Excerpted text:
— begin —

Studio album by Black 'n Blue
- Released: August 1984
- Studio: Dierks Studios, Stommeln, West Germany
- Genre: Glam metal, heavy metal
- Length: 40:07
- Label: Geffen
- Producer: Dieter Dierks

Black 'n Blue chronology
|  | Black 'N Blue (1984) | Without Love (1985) |

= Black 'n Blue (album) =

Black 'N Blue is the debut studio album by American glam metal band Black 'n Blue, released in 1984. The album includes the band's only song to chart as a single, Hold On to 18. In 2015, the album was ranked 28th at Rolling Stone's "50 Greatest Hair Metal Albums of All Time".

The track "Chains Around Heaven" had previously appeared on both the second and third pressings of the compilation album Metal Massacre (1982).

— end —

Record excerpts:
— begin —

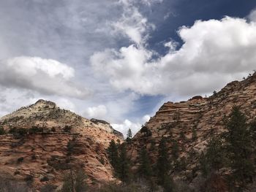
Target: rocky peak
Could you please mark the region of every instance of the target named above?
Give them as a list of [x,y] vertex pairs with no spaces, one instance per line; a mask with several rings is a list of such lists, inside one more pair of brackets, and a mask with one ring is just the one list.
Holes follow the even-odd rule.
[[[134,169],[138,164],[138,157],[142,146],[146,147],[152,162],[156,162],[158,145],[161,139],[165,137],[170,149],[170,158],[175,139],[180,149],[178,161],[181,158],[187,160],[187,169],[173,172],[173,177],[186,180],[187,175],[196,175],[196,168],[198,167],[197,159],[204,151],[211,136],[223,131],[223,117],[230,114],[234,105],[241,107],[249,121],[256,117],[255,74],[243,81],[228,83],[208,98],[197,96],[187,101],[165,103],[136,134],[129,146]],[[193,134],[196,134],[195,139]]]
[[90,120],[92,123],[100,126],[104,130],[105,130],[106,131],[108,131],[108,133],[113,133],[115,135],[116,135],[117,137],[118,137],[121,139],[121,141],[124,140],[124,135],[122,133],[119,132],[118,131],[114,129],[110,123],[103,120],[98,120],[98,119],[95,119],[95,118],[91,118]]
[[61,185],[71,166],[83,169],[89,183],[114,180],[105,149],[122,139],[102,125],[40,99],[2,117],[0,126],[7,133],[0,135],[0,176],[29,177],[37,190]]
[[54,102],[50,101],[45,101],[43,99],[39,99],[34,105],[38,105],[41,107],[48,107],[50,108],[55,108],[56,107],[56,104]]

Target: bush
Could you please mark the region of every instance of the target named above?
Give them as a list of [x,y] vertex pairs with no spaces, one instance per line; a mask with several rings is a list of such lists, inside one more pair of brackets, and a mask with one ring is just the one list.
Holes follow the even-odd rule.
[[64,126],[64,132],[66,132],[66,133],[70,133],[70,131],[71,131],[71,129],[72,129],[72,126]]
[[15,136],[24,136],[28,133],[28,130],[24,128],[11,128],[9,133]]
[[141,128],[140,133],[144,134],[144,135],[146,137],[150,137],[152,135],[151,131],[146,126],[143,126]]
[[32,175],[31,175],[31,174],[28,174],[28,175],[26,176],[24,180],[26,182],[33,182],[34,177]]
[[42,178],[40,179],[41,182],[48,181],[49,178],[46,176],[44,176]]
[[17,159],[17,162],[18,162],[18,164],[20,164],[20,163],[23,162],[23,160],[24,160],[24,158],[23,158],[23,157],[20,157],[20,158],[18,158]]
[[31,128],[29,129],[29,134],[34,134],[37,133],[42,133],[43,132],[43,128],[42,127],[38,127],[38,126],[32,126]]
[[[87,190],[87,184],[86,183],[86,175],[83,170],[72,172],[67,174],[64,177],[61,192],[69,192],[75,189],[77,192],[83,192]],[[73,182],[72,182],[73,181]]]

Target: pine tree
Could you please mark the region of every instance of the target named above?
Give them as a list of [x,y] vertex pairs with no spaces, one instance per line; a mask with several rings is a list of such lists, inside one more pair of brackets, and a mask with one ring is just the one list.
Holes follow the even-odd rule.
[[119,166],[118,152],[116,144],[113,139],[111,140],[110,145],[107,149],[107,151],[110,164],[114,169],[116,174],[117,174]]
[[192,139],[193,142],[195,142],[197,139],[197,131],[195,130],[195,128],[193,128],[193,130],[192,130]]
[[173,155],[173,160],[176,161],[178,158],[178,152],[179,152],[179,147],[178,142],[175,139],[173,141],[173,146],[172,146],[172,155]]
[[129,128],[128,131],[127,131],[127,143],[130,143],[131,142],[132,138],[132,130],[130,128]]
[[166,141],[165,139],[162,137],[159,145],[157,162],[157,179],[159,185],[164,184],[171,169],[167,153],[168,150],[166,147]]
[[129,182],[131,177],[130,161],[127,157],[125,144],[120,146],[120,155],[118,158],[118,176],[123,182]]
[[140,165],[138,169],[138,173],[140,177],[149,180],[152,176],[152,169],[150,158],[145,147],[141,148],[139,155]]
[[64,181],[61,190],[61,192],[84,192],[87,190],[86,183],[86,175],[81,169],[73,171],[64,177]]
[[251,159],[252,137],[246,118],[239,107],[234,107],[225,125],[223,134],[228,164],[232,170],[230,180],[241,189],[248,181],[252,182],[255,173]]

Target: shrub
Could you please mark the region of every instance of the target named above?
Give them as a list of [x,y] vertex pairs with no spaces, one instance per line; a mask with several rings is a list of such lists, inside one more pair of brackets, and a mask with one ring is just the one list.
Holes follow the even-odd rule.
[[40,192],[53,192],[56,188],[56,185],[47,184],[41,188]]
[[17,159],[17,162],[18,162],[18,164],[20,164],[20,163],[23,162],[23,160],[24,160],[24,158],[23,158],[23,157],[20,157],[20,158],[18,158]]
[[42,127],[38,127],[38,126],[32,126],[31,128],[29,129],[29,134],[34,134],[37,133],[42,133],[43,131]]
[[[72,172],[65,176],[61,192],[86,191],[87,184],[86,183],[86,175],[83,170]],[[73,182],[72,182],[73,181]]]
[[66,132],[66,133],[70,133],[71,129],[72,129],[72,126],[67,126],[67,125],[66,125],[66,126],[64,126],[64,132]]
[[24,180],[26,182],[32,182],[34,180],[34,177],[31,174],[28,174],[26,176]]
[[99,160],[99,161],[102,164],[104,165],[105,164],[105,160],[102,157],[100,158],[100,159]]
[[3,127],[0,127],[0,135],[6,134],[6,131]]

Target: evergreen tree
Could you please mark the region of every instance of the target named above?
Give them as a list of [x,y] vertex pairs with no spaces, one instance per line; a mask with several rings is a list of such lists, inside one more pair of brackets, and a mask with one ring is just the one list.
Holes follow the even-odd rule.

— end —

Stated problem 1: Copy the entries word for word, starting at the line that contains "Target: evergreen tree" and ending at the last line of the entries.
Stated problem 2: Continue the article on Black 'n Blue's debut album from where it stops.

Exercise answer 1:
Target: evergreen tree
Could you please mark the region of every instance of the target named above?
Give them as a list of [x,y] vertex pairs with no spaces, one instance per line; a mask with several rings is a list of such lists, inside one more pair of brackets, and a mask with one ring is just the one list.
Holes follow the even-odd rule.

Exercise answer 2:
Professional ratings
Review scores
| Source | Rating |
| AllMusic |  |
| Collector's Guide to Heavy Metal | 8/10 |
| Rolling Stone | (favorable) |
| Rock Hard | 7.0/10 |

==Track listing==
- Side one
1. "The Strong Will Rock" (Jaime St. James, Tommy Thayer) – 4:06
2. "School of Hard Knocks" (St. James, Thayer) – 3:58
3. "Autoblast" (St. James, Thayer, Jeff Warner) – 3:53
4. "Hold On to 18" (St. James, Thayer) – 4:12
5. "Wicked Bitch" (St. James) – 4:17

- Side two
6. - "Action" (Brian Connolly, Steve Priest, Andy Scott, Mick Tucker) – 3:36 (Sweet cover)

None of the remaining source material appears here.